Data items

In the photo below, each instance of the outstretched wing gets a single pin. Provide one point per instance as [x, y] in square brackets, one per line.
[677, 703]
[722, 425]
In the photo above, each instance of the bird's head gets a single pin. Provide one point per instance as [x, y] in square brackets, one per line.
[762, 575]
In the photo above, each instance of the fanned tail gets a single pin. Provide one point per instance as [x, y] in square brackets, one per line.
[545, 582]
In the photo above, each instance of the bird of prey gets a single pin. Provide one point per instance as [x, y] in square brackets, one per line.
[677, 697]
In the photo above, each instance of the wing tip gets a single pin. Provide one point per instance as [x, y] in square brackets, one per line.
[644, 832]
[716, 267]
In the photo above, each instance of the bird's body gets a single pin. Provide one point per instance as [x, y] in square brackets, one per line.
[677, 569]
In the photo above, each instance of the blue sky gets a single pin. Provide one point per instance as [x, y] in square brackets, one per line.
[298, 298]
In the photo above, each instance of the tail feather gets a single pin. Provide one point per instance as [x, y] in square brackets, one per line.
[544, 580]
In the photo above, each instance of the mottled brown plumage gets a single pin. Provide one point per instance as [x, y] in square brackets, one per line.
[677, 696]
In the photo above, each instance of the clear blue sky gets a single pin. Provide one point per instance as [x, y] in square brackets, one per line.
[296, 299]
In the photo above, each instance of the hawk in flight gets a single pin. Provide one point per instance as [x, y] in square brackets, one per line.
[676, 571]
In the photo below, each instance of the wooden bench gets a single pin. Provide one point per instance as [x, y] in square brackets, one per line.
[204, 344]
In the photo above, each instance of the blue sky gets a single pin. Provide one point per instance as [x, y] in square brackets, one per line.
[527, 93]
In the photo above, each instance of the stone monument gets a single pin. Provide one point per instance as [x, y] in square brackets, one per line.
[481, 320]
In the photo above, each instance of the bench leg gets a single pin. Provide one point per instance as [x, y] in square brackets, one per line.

▸ **REQUIREMENTS**
Rewrite every one of the data items above, changing each "single pin" to "single marker" and leaving all other wording untouched.

▸ **FINAL RESULT**
In the photo below, each instance of the outstretched wing gets a single marker. Provide one point per instance as [x, y] in square brackets, one per line.
[677, 703]
[722, 425]
In the photo above, each instance of the bird's head gets a single marker. Provide one point per instance as [x, y] in square brackets, one per line.
[762, 575]
In the photo above, each instance of the fanned tail gets a single marker. Provide one point per instance as [x, y] in square brackets, one per line.
[545, 582]
In the photo above, each instance of the bird of prey gets a single marker. Provide one point per instance as [x, y] in square brackets, one per line.
[677, 697]
In the photo above, each instance of the wing tip gets a single marker. Provide one point per instance as [x, y] in square brackets, one per line.
[644, 832]
[716, 267]
In the photo above, each instance of the bird's body gets a single marker. Provide one point per instance as [x, y] in square brackets, one per line.
[677, 569]
In the photo above, each instance of the blue sky gets a single marker. Provide one point per instance as [x, y] in square brackets, one per line.
[298, 298]
In the photo above, each instance of the tail feather gets a single marker. Provide one point per instance as [x, y] in square brackets, one per line.
[544, 580]
In the photo above, each instance of the mottled brown plumage gets a single marker. Provide one point per instance as [x, y] in square brackets, one per line.
[677, 696]
In the photo above, each instance of the clear blue sky gets a single marker. Provide one point per instance as [x, y] in square brackets, one per line.
[296, 299]
In the photo above, each instance of the hawk in flight gets a single marker. Provide one point per instance as [x, y] in square brackets, one per line.
[676, 571]
In the photo below, each instance of the wooden bench gets a single marker. Provide one point per instance as [x, y] in square brackets, one per line.
[204, 344]
In the photo above, each instance of the blue sky gets a single marker. Provide one point per instance as [x, y] in square brackets, one per line.
[527, 93]
In the photo above, each instance of the stone monument gets a single marker. Provide one point per instance as [x, y] in square brackets, one per line.
[481, 320]
In the photo above, each instance of the bench leg gets a single marker. Provide one point per instance as [x, y] in square brackets, one per line.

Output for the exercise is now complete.